> [Gegeven tekst]:
=====

Over het echtpaar Van de Ven-Bukkems vertelt ‘De Saar’ verder: ,,Vroeger woonden Hannes en Piet van de Ven in het huis dat naast ons huis stond, het waren klompenmakers. Hanneke d’n Bukkum woonde recht tegenover hen. Hannes en Piet stonden altijd voor in de kamer klompen te maken en dan keken ze recht binnen in de kamer van Hanneke die stond te wassen. Zo hebben ze lang tegenover elkaar staan werken tot ze op een goede dag verkering kregen en getrouwd zijn.”

Mart bracht heel veel avonden door bij Hanneke en Hannes en daar was Piet van Hoorn ook vaak. Piet was de oudste man van Opwetten. Van Hoorn was de molenaar van de Opwettense watermolen en had er een zagerij en looierij bij. Veel werd tijdens het buurten besproken, bijvoorbeeld de namen van de akkers. ‘De Saar’ vindt dat de gemeente een paar straten verkeerd heeft benoemd. ,,Bijvoorbeeld Het Witte Hondpad is niet goed, want ‘De witte hond’ lag veel verder naar het dorp toe,” vertelt Mart. De grond achter hun huis werd Kapelakker genoemd, omdat daar in de buurt vroeger een kapel stond: ,,Aan de overkant van de Opwettenseweg achter de achtentwintig woningen was de Poelakker. Daarnaast lagen De Kempkes, die heten nu nog zo. Achter de ‘Kapelakker’ richting dorp lag ‘D’n Bult’ en dan kwam ‘Berkenbosch’. Bij de kruising met de Geldropseweg lag ‘De witte hond’; bij de kruising met de Draviklaan het ‘Groot Hei-eind’ en bij de kerk het ‘Klein Hei-eind.”

=====

> [Inhoud dataset]:
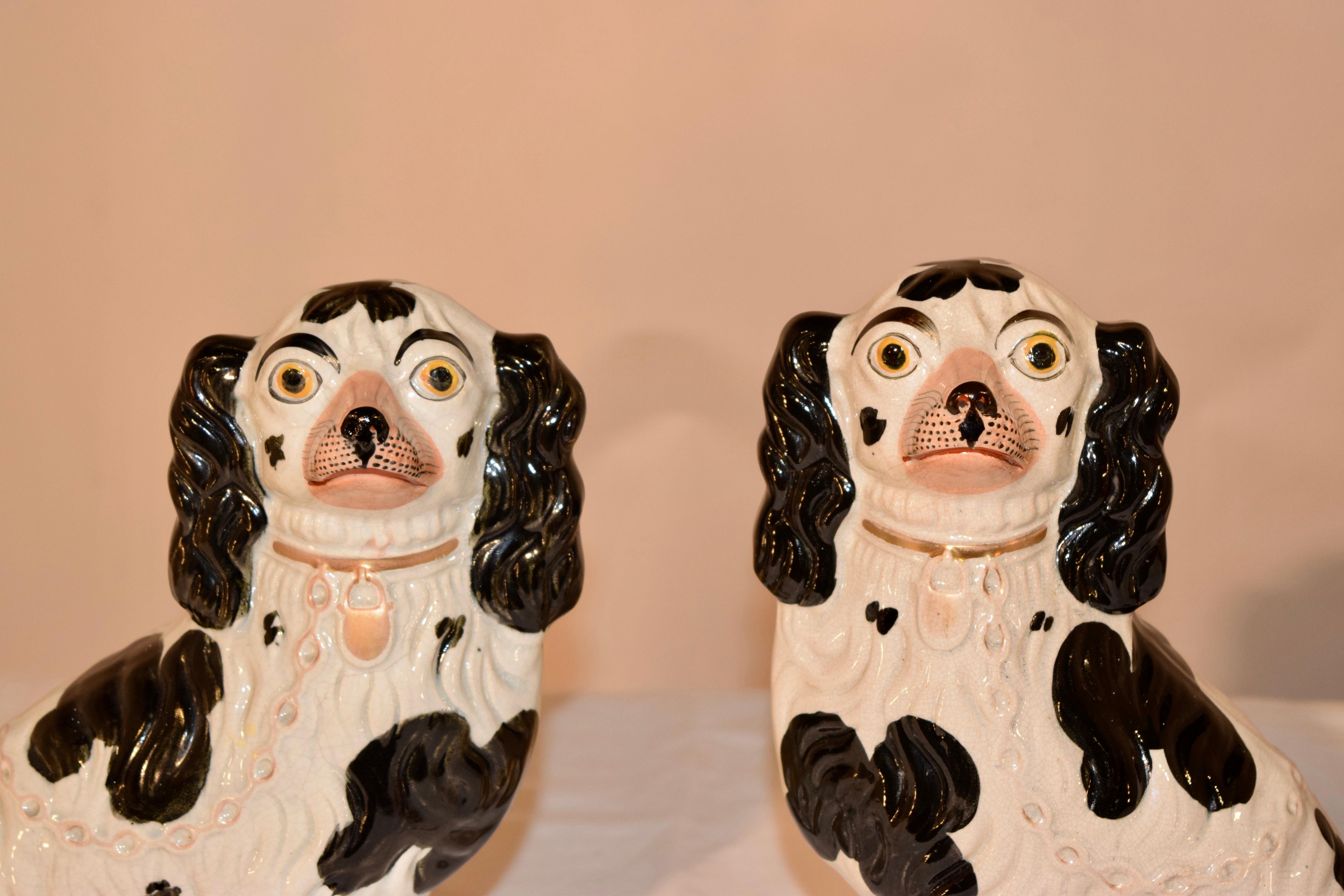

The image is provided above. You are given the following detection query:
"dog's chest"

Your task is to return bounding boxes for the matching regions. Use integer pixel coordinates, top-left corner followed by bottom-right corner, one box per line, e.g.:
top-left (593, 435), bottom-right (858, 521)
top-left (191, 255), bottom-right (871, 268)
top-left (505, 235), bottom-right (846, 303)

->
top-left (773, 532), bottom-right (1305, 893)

=====

> [Schriftelijke opgave]: Typ de tekst over het echtpaar Van de Ven-Bukkems en de akkers rond Opwetten volledig en ongewijzigd over.

> [Antwoord op opdracht]:
Over het echtpaar Van de Ven-Bukkems vertelt ‘De Saar’ verder: ,,Vroeger woonden Hannes en Piet van de Ven in het huis dat naast ons huis stond, het waren klompenmakers. Hanneke d’n Bukkum woonde recht tegenover hen. Hannes en Piet stonden altijd voor in de kamer klompen te maken en dan keken ze recht binnen in de kamer van Hanneke die stond te wassen. Zo hebben ze lang tegenover elkaar staan werken tot ze op een goede dag verkering kregen en getrouwd zijn.”

Mart bracht heel veel avonden door bij Hanneke en Hannes en daar was Piet van Hoorn ook vaak. Piet was de oudste man van Opwetten. Van Hoorn was de molenaar van de Opwettense watermolen en had er een zagerij en looierij bij. Veel werd tijdens het buurten besproken, bijvoorbeeld de namen van de akkers. ‘De Saar’ vindt dat de gemeente een paar straten verkeerd heeft benoemd. ,,Bijvoorbeeld Het Witte Hondpad is niet goed, want ‘De witte hond’ lag veel verder naar het dorp toe,” vertelt Mart. De grond achter hun huis werd Kapelakker genoemd, omdat daar in de buurt vroeger een kapel stond: ,,Aan de overkant van de Opwettenseweg achter de achtentwintig woningen was de Poelakker. Daarnaast lagen De Kempkes, die heten nu nog zo. Achter de ‘Kapelakker’ richting dorp lag ‘D’n Bult’ en dan kwam ‘Berkenbosch’. Bij de kruising met de Geldropseweg lag ‘De witte hond’; bij de kruising met de Draviklaan het ‘Groot Hei-eind’ en bij de kerk het ‘Klein Hei-eind.”